### Work to do:
a – In the Mallerstang article, condense the paragraph beginning "On August 1st 2016" into two sentences. Keep its main facts.
b – Answer these from the Mallerstang article:
(i) Where did Andy North live before moving to Mallerstang?
(ii) Which side of Mallerstang does Wild Boar Fell dominate?
(iii) What was found in Sir Richard Musgrave's tomb when the parish church was renovated?
c – Carry on with the Mallerstang article, starting right after its final sentence.

### Quoted passage:
>> start
Mallerstang, a locals view

Andy North moved from the flatlands of Lincolnshire to the beautiful surroundings of Mallerstang in 2016. Living just outside Nateby with his wife Debbie, he has had the opportunity to get to know the area and spends much of his time exploring his many charms.

On August 1st 2016, Mallerstang became a part of the Yorkshire Dales when the National Park was extended.  This means it’s really one of the lesser known dales which is both a plus and a minus.  Actually, now I come to think of it… it’s a plus.  A total and complete plus.  A dale packed full of interest and beauty, it’s been missed by ‘National Park seekers’ courtesy of the fact it wasn’t in a National Park.  It ticked no box for the box tickers.

It’s a ‘forgotten’ place. 

Maybe another reason is that it does take a bit more effort to get to than some of the other, more popular places in the National Park, especially if you’re wanting to do a circular walk.

That said… I have a great affinity with the place.  I have memories from far too many years ago and driving past things such as Pendragon Castle without ever really appreciating them.  After all, it wasn’t in the Yorkshire Dales.  Or the Lake District.  It was just a beautiful place unrecognised and, dare I say it, unloved. 

Now I live just a five-minute drive away and it’s a dale I love.  With that in mind, here’s just 10 things to entice you to visit.

  1. Wild Boar Fell
Summit of Wild Boar Fell

Wild Boar Fell dominates the western side of Mallerstang.  If you’re travelling south to north from Garsdale Head, it fills the views to the west in a most impressive kind of way.  Once you reach Aisgill, it has a kind of jaw-dropping allure to it. 

There are stories that claim it was named after the killing of the last wild boar in England by Sir Richard Musgrave.  It’s said that when the parish church was being renovated in the 19th century, a boar’s tusk was found in his tomb and is now displayed in a glass case.
>> end
### Data lines:
>> start
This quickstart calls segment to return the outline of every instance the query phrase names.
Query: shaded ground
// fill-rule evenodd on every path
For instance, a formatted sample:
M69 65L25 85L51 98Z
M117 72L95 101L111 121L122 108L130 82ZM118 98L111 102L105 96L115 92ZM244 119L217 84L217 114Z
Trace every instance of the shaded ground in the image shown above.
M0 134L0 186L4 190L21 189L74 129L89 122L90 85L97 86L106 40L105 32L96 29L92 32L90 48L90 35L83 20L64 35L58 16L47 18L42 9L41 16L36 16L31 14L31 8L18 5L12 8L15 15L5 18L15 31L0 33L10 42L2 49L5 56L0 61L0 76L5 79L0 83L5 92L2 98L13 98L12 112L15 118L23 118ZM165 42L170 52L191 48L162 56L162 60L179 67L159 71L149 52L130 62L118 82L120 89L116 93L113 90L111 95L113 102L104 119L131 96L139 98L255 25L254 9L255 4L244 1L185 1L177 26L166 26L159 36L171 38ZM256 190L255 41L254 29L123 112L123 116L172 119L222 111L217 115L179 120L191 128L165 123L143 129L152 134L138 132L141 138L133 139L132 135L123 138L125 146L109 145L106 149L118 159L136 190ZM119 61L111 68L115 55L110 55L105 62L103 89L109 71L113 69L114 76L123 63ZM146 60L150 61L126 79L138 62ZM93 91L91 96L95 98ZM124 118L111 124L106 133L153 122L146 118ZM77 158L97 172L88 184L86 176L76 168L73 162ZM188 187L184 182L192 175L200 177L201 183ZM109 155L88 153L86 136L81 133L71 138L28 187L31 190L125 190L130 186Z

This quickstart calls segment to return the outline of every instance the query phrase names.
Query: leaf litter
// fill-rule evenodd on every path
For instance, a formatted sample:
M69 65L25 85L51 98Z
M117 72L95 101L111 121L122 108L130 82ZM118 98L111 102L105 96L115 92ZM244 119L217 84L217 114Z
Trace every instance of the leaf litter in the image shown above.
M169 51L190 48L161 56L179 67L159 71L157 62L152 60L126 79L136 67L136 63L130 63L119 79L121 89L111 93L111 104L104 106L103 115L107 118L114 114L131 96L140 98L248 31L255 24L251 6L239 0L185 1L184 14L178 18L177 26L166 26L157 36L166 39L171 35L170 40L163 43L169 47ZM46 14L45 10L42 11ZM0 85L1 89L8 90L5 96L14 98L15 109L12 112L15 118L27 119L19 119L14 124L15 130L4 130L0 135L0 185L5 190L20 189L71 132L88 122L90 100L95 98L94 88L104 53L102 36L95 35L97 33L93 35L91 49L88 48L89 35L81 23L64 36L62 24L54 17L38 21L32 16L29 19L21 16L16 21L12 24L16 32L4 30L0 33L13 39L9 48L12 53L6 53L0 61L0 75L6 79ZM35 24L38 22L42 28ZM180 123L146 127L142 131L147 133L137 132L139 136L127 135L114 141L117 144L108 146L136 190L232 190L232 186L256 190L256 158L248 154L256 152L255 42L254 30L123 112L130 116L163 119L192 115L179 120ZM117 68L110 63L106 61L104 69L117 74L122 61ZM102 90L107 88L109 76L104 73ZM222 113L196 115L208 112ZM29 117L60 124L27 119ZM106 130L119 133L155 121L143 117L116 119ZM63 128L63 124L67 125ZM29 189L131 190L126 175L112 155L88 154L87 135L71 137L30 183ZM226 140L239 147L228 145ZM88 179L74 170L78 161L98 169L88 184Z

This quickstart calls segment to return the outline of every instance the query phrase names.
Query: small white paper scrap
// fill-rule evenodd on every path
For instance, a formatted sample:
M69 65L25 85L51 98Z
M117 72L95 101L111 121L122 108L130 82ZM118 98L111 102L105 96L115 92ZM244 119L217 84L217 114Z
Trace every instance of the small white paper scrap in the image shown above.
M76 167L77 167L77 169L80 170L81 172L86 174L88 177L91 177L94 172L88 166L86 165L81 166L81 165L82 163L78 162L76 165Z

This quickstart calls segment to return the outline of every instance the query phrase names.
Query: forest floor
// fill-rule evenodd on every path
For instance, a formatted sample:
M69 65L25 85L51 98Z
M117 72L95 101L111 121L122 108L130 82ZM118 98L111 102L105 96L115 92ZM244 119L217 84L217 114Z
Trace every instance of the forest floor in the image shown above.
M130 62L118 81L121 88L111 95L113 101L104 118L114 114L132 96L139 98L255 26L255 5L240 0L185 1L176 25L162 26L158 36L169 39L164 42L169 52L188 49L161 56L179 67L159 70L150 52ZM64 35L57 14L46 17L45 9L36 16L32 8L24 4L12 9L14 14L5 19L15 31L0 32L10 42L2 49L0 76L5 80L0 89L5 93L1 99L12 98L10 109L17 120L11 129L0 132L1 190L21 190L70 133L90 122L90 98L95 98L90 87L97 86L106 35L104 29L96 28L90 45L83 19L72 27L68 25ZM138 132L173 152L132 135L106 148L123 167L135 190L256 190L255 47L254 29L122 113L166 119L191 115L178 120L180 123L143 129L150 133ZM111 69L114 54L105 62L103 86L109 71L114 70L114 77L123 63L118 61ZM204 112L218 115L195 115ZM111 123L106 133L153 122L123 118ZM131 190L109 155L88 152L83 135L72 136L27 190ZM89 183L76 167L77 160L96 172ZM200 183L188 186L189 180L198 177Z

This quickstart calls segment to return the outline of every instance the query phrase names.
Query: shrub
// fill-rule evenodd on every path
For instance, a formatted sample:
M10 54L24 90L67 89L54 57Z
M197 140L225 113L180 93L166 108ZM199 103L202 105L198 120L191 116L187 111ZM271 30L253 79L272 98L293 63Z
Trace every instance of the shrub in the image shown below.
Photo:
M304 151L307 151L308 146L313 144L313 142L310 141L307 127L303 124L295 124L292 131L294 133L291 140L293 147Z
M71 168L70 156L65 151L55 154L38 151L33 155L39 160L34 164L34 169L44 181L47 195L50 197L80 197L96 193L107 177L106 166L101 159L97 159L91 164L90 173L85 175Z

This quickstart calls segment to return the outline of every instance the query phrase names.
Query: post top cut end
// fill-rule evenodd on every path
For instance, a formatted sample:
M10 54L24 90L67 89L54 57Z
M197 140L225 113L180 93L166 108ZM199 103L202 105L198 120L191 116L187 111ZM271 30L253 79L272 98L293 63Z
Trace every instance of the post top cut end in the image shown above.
>> end
### Answers to each task:
a – Mallerstang joined the Yorkshire Dales on August 1, 2016, when the National Park was extended, which makes it one of the lesser-known dales. The writer first calls this both a plus and a minus, then decides it is wholly a plus: the dale is full of interest and beauty but was overlooked by National Park seekers because it lay outside a park.

b –
(i) The flatlands of Lincolnshire.
(ii) The western side.
(iii) A boar's tusk.

c –
            The hill – technically a mountain featured in ‘The Dales 30’ – comes in at a height of 708m and offers a fine walk.  It can be approached from Mallerstang or Ravenstonedale.  One route is the short sharp shock up to High Dolphinsty from Mallerstang, passing beneath the Settle-Carlisle railway line as you rise up the valley side.

            You may prefer a longer walk and approach – again from Mallerstang – this time coming in via Swarth Fell.  It strikes me that this would be a more arduous route with more time spent climbing as the land has a habit of rising and falling away on this section.  Maybe that’s just tired legs talking. 

Or you could climb the fell from Ravenstonedale.

Whichever route you choose, you’ll not be disappointed.  The views on a clear day are stunning.  Over to the Howgills and the Lake District to the west.  To the north, there’s the Eden Valley, the Northern Pennines and even a hint of Scotland.

To the east, Mallerstang Edge dominates the show.  If you’re climbing from High Dolphinsty, keep your eyes peeled eastwards as well for a glimpse of Nine Standards Rigg.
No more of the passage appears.